From the listing that follows, extract every line and set it down unaltered.

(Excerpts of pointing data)
════
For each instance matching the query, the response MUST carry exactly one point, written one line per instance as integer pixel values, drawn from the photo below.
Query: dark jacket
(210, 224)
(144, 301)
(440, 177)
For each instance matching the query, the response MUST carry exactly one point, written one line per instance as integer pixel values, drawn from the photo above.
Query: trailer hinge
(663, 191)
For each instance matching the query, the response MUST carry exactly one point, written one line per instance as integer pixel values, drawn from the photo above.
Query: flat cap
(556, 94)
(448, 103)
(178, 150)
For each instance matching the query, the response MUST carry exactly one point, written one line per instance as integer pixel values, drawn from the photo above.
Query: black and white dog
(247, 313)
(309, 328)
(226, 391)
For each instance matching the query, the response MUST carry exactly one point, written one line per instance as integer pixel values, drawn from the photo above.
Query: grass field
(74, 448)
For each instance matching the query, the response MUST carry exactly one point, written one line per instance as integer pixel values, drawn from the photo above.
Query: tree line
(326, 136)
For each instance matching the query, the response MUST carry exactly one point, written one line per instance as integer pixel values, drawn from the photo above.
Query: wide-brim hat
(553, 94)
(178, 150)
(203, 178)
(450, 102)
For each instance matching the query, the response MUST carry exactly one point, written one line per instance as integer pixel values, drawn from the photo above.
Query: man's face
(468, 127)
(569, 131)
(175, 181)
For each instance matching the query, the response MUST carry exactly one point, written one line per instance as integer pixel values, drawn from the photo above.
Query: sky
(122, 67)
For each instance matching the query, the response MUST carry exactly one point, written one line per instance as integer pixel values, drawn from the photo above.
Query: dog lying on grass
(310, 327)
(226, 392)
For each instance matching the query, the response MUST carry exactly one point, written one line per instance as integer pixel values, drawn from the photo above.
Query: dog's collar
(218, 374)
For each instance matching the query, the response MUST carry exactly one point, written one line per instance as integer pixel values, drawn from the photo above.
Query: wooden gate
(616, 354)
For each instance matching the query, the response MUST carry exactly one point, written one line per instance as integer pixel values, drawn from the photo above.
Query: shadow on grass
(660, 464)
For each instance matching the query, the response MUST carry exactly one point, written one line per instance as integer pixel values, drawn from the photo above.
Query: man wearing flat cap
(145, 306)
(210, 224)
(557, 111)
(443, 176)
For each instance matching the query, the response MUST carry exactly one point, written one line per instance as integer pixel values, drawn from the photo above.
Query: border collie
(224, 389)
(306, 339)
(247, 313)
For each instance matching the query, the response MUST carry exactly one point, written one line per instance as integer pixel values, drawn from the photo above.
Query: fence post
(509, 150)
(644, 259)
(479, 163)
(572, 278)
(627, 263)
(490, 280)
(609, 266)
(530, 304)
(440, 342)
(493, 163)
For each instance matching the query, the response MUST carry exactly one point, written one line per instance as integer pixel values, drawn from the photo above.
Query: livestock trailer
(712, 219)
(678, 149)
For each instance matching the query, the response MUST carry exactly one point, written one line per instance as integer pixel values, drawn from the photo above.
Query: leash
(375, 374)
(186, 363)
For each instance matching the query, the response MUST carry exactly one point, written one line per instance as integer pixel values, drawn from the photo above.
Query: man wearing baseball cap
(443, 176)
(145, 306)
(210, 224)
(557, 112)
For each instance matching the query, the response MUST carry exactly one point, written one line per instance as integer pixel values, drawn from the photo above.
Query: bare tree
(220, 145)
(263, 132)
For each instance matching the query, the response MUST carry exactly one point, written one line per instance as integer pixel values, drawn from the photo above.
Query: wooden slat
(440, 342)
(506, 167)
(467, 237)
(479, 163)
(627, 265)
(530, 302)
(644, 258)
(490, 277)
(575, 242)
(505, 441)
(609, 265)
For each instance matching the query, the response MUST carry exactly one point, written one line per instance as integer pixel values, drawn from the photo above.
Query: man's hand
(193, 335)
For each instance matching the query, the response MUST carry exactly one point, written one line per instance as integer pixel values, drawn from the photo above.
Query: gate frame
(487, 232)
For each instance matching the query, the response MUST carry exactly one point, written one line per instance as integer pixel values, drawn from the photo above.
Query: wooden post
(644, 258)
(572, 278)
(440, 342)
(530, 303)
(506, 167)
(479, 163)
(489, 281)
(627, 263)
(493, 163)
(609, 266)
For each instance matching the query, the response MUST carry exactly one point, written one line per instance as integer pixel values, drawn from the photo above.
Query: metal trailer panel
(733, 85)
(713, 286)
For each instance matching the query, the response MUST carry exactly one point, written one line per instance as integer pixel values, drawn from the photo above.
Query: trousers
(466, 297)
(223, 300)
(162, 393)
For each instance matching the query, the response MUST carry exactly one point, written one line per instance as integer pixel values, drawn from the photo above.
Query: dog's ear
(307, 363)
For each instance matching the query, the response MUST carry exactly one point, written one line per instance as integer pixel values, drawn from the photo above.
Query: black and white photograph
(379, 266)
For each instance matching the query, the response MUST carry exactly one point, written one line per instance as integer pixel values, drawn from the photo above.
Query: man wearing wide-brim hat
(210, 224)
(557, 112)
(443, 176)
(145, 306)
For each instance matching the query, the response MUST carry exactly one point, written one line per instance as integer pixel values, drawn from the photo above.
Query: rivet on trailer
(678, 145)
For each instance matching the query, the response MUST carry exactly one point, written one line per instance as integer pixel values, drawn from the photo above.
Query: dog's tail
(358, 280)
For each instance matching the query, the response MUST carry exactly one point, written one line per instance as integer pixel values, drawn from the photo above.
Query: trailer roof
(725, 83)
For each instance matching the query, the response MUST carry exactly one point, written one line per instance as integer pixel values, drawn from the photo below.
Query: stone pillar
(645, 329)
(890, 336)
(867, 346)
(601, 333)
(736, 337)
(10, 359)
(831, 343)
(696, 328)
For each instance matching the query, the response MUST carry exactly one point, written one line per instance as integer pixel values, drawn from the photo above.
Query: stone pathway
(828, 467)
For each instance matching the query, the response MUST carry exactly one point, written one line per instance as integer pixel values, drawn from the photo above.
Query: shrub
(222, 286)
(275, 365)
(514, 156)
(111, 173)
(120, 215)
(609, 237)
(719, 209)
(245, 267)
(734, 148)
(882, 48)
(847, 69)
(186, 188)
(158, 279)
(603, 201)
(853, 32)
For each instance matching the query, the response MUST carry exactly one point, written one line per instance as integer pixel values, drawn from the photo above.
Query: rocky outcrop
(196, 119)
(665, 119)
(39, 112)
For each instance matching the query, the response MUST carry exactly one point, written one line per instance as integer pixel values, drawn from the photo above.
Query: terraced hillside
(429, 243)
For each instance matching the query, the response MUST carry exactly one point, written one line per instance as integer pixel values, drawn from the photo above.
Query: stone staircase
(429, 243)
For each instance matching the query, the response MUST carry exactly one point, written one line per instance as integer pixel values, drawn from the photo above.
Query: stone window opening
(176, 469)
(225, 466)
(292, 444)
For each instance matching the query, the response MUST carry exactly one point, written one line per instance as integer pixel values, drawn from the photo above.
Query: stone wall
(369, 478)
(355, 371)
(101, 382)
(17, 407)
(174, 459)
════
Written reply:
For each instance matching the query, the response MUST carry exactly one point, written one line per instance as integer pixel values, drawn from the photo below.
Query: dark jacket
(210, 224)
(144, 301)
(440, 177)
For each instance matching the query, the response MUST carry exactly one point, written one line per instance as integer pixel values, drawn from the photo above.
Query: trailer hinge
(663, 191)
For each instance matching the query, the response MUST carry exactly one point, written one line per instance as integer pixel values, drawn from the photo above.
Query: flat cap
(556, 94)
(448, 103)
(178, 150)
For each instance matching the query, the response MUST carry exactly one point, written one line per instance as integer pixel values, drawn from the photo above.
Query: black and white dog
(247, 313)
(309, 328)
(226, 391)
For each instance matching the query, the response MUST carry exactly one point, written one line per instance as integer pixel values, drawn from the photo above.
Query: grass field
(74, 448)
For each instance matching the query, the response MUST carry exactly one point, written one line per instance as integer pixel values, drawn from the photo above.
Query: tree line
(326, 136)
For each instance matching the query, the response MUST carry exactly one point, written one line per instance as integer pixel values, drawn from the photo above.
Query: wide-brim hat
(553, 94)
(178, 150)
(203, 178)
(450, 102)
For each instance matching the query, the response MUST carry exactly one point, written one line per instance as integer pixel values, drawn from the photo above.
Query: man's face
(468, 127)
(569, 131)
(175, 181)
For each instance matching the query, the response MUST carry exactly one point, written one line per instance as integer pixel values, drawn from the photo above.
Query: sky
(122, 67)
For each instance matching the query, the response MUST carry exactly one point, written one line per instance as integer pixel values, drawn from the photo above.
Query: dog lying on grass
(310, 327)
(226, 392)
For each instance matching the query, the response MUST carry exactly one point, written one line per instance as integer pixel values, drawn from the photo above.
Query: dog's collar
(218, 374)
For each instance matching the query, the response MUST carry exactly one point, written one line per instance as integer pixel values, drawn from the photo above.
Query: wooden gate
(616, 354)
For each instance matching the query, the response MUST carry exactly one point, written one line per instance as integer pixel values, drawn from the photo above.
Query: shadow on grass
(660, 464)
For each instance matching the query, the response MUST carry exactly one point, written one line per instance as integer pixel values, drawn from the photo above.
Query: man wearing flat cap
(145, 306)
(210, 224)
(557, 111)
(443, 176)
For each instance matching the query, the response MUST carry exactly one point, written one line per instance as integer pixel values, drawn from the photo above.
Query: border collie
(224, 389)
(306, 339)
(247, 313)
For each instance matching the query, the response MUST carry exactly one point, written one line per instance as integer pixel values, drawn from the photo above.
Query: fence post
(509, 150)
(644, 259)
(479, 163)
(572, 278)
(627, 263)
(490, 280)
(609, 266)
(530, 304)
(440, 342)
(493, 163)
For each instance matching the query, the response MUST carry exactly one point, written one line per instance as integer pixel values, drawn from the photo above.
Query: livestock trailer
(712, 219)
(678, 149)
For each instance matching the query, the response MUST carry exactly one point, written one line per instance as integer pixel values, drawn from the photo above.
Query: leash
(375, 374)
(186, 363)
For each instance matching the query, the response MUST carry exactly one point, written one line per instance as integer pixel values, drawn from the photo above.
Query: man wearing baseball cap
(443, 176)
(145, 306)
(210, 224)
(557, 112)
For each instance matching the query, the response MUST carry exactly one point, written one line per instance as integer pixel values, drawn from the photo above.
Query: bare tree
(220, 145)
(263, 132)
For each instance matching the query, the response MUST carry exactly one point, written one line per instance as integer pixel values, drawn from the photo above.
Query: wooden slat
(440, 342)
(506, 167)
(467, 237)
(479, 163)
(627, 265)
(530, 302)
(644, 258)
(490, 277)
(575, 242)
(505, 441)
(609, 265)
For each instance matching the query, the response MUST carry exactly one point, written one line per instance as integer pixel values, drawn from the photo above.
Query: man's hand
(193, 335)
For each instance matching the query, the response MUST carry exactly one point, written one line per instance as integer pixel values, drawn from the photo above.
Query: gate frame
(487, 232)
For each instance matching the query, the response MUST carry exactly one point, written one line per instance as integer pixel values, drawn from the photo above.
Query: wooden post
(644, 258)
(572, 278)
(440, 342)
(530, 303)
(506, 167)
(479, 163)
(489, 281)
(627, 263)
(493, 163)
(609, 266)
For each instance matching the query, the response MUST carry exactly one point, written one line per instance as integer pixel values, drawn from the photo above.
Query: metal trailer panel
(733, 85)
(713, 286)
For each instance matching the query, the response MUST carry exactly one point, written one line per instance as integer pixel values, drawn from the photo above.
Query: trousers
(466, 297)
(223, 300)
(162, 393)
For each instance matching the query, the response MUST carry exactly one point, written one line per instance as integer pixel values, drawn from the photo above.
Query: dog's ear
(307, 363)
For each instance matching the query, the response MUST carry exactly one point, written one line per instance as integer pixel values, drawn from the photo above.
Query: black and white photograph
(379, 266)
For each instance matching the query, the response MUST carry exactly one point, written one line per instance as integer pixel values, drawn from the photo above.
Query: man wearing wide-brim hat
(210, 224)
(557, 112)
(443, 176)
(145, 306)
For each instance matching the query, the response MUST carry exactly one point, written one line per instance as integer pixel values, drawn from the photo above.
Query: rivet on trailer
(678, 145)
For each instance matching the query, the response MUST carry exactly one point, written one line per instance as integer pixel values, drawn from the photo above.
Query: dog's tail
(358, 280)
For each instance matching the query, the response MUST carry exactly one point, written one line per instance as integer pixel values, drawn from the photo above.
Query: trailer roof
(725, 83)
For each instance matching the query, the response MUST carry exactly one point, written one line per instance as integer pixel values, drawn from the photo below.
Query: stone pillar
(645, 329)
(890, 336)
(867, 346)
(601, 333)
(736, 337)
(10, 359)
(831, 343)
(696, 328)
For each instance matching the query, the response MUST carry exactly one point, written one line per instance as integer pixel values, drawn from the photo above.
Query: stone pathway
(828, 467)
For each instance matching the query, the response MUST carry exactly one point, written one line per instance as integer pixel values, drawn from the photo above.
Query: shrub
(222, 286)
(275, 365)
(514, 156)
(111, 173)
(120, 215)
(609, 237)
(719, 209)
(245, 267)
(734, 148)
(882, 48)
(847, 69)
(186, 188)
(158, 279)
(603, 201)
(853, 32)
For each instance matching the query, the response MUST carry exactly one point, written one line per instance as integer pixel values, drawn from the photo above.
Query: rocky outcrop
(196, 119)
(665, 119)
(39, 112)
For each instance matching the query, the response MUST carry exactly one point, written one line per instance as integer pixel values, drawn from the photo above.
Query: terraced hillside
(429, 243)
For each instance matching the query, the response MUST carry exactly one point, written one line per instance as integer pixel values, drawn from the photo above.
Query: stone staircase
(429, 243)
For each instance matching the query, the response MUST carry exactly one point, written one line per instance as integer pixel values, drawn from the photo above.
Query: stone window opening
(176, 469)
(225, 466)
(292, 444)
For each instance matching the query, the response MUST carry exactly one point, written one line per instance as integer pixel values, drawn from the photo above.
Query: stone wall
(369, 478)
(355, 371)
(101, 382)
(17, 407)
(174, 459)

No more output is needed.